═══ Passage to read ═══

In this regard it’s obviously a burden for Darling to enjoy the support of the Conservatives; a support that Salmond rarely forgets to remind the electorate of. “[T]he frontman for a Tory-led campaign”, just one example of Salmond’s many vivid descriptions of Darling with campaign.
   
   
Post-referendum: consequences
Whichever way the vote goes today, one thing is certain: the current order will never return, status quo is off the table.

A No vote might lead to Salmond resigning the SNP leadership. But although labelled a loser in the short term, he might very well be labelled the enabler in the long run. By simply holding a referendum, Salmond has achieved something remarkable. People have been put in motion, the genie is out of the bottle, the lamps have been lit and will not go out in our life time.

The devolution pledges from the No campaign are testament to its belief that the only way to avoid losing the union is by loosening the union. Assuming that the pledges are fulfilled, a No vote will subsequently bring about an increasingly federalised UK (wherein lie seeds for future loosening). The net beneficiary of such devolution will not only be Scotland, but Wales and Nothern Ireland are also expected to benefit. While these countries have their own parliamentary assemblies, there is nothing equivalent for England. It is the UK parliament in London that decides on matters pertaining to England; matters which the parliament’s Scottish, Welsh and Northern Irish MPs can consequently vote on. Thus, an increased federalisation will probably increase the calls in England for either setting up an English parliament  or banning the non-English MPs from voting on English affairs.

If Scotland votes Yes, David Cameron has vowed not to resign as PM. Negotiations between Edinburgh and London will commence; extremely complicated negotiations that Salmond has scheduled to culminate in an independent Scotland 2016.

A Yes will have far-reaching consequences for UK and Europe. It will apart from breaking up the British union also increase the risk for a future break-up of the Belgian, the Spanish and the European union. The separatist tendencies in Belgium and Scotland will be bolstered. Catalonia’s regional government has already announced that it will hold a referendum on self-determination in November. The Spanish government has so far refused to give its blessing, but a Scottish Yes would increase the pressure and by precedent confer legitimacy to a potential Catalan Yes vote.

With Scotland gone the UK centre-left forces would lose an extremely important power base, one which can arguably serve as a progressive beacon to the rest of the union. The balance of power in what is left of the UK would shift decisively in favour of the Conservatives. The Labour party would be deprived of scores of MPs – it currently has 40 Scottish MPs  compared to the Conservatives losing just one. This will in turn be hugely important for the UK election next year; an election which with Scotland in the union looks to be a close call  where every MP will count  but with Scotland gone could very well give the Conservatives an outright majority.

Which takes us to the potential break-up of the EU. The Conservatives are namely heavily imbued with EU-scepticism. Cameron has therefore promised that if he wins an outright majority next year, a referendum will be held 2017 on whether the UK should stay or leave the EU.

Tonight, a new order will begin. The question is which. UK and Europe holds breath.

═══ Extracted data ═══

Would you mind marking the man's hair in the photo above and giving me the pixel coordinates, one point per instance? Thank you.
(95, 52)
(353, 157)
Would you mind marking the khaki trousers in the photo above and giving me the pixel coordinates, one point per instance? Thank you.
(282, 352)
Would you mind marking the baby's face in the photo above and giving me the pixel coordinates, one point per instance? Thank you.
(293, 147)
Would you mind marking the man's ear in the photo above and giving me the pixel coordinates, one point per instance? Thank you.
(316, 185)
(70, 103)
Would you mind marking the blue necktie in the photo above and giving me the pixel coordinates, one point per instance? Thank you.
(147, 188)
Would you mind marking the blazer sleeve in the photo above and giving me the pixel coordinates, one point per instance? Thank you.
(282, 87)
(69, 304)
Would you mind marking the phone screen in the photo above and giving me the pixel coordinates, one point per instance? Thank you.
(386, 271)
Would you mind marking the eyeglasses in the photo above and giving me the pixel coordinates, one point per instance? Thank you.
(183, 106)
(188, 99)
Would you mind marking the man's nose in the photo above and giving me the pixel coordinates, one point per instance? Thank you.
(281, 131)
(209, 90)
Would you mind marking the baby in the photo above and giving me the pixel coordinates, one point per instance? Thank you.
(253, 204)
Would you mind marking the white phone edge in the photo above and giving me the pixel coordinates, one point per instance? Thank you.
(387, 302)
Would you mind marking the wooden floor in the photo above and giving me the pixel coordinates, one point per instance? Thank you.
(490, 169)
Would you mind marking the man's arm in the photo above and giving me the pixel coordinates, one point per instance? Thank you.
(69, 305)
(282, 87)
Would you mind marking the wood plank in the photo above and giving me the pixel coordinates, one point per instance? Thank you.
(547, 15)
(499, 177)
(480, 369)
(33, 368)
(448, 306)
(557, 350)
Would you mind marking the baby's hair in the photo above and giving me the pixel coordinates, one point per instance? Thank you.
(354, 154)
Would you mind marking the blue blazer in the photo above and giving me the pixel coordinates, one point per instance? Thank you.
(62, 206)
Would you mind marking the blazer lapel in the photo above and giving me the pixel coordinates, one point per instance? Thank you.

═══

In three sentences, summarize the text about what follows the referendum.

• _Solution for this task_:
Whichever way the Scottish vote goes, the status quo is off the table. A No could lead to Salmond resigning, and if the No campaign's devolution pledges are fulfilled, the result would be a more federalized UK and probably louder calls in England for its own parliament or for barring non-English MPs from English affairs. A Yes would open complicated negotiations aimed at independence in 2016 and raise the risk of break-ups in Belgium, Spain and the EU, partly because Labour would lose its Scottish MPs, the Conservatives could win an outright majority next year, and Cameron has promised a 2017 referendum on leaving the EU if they do.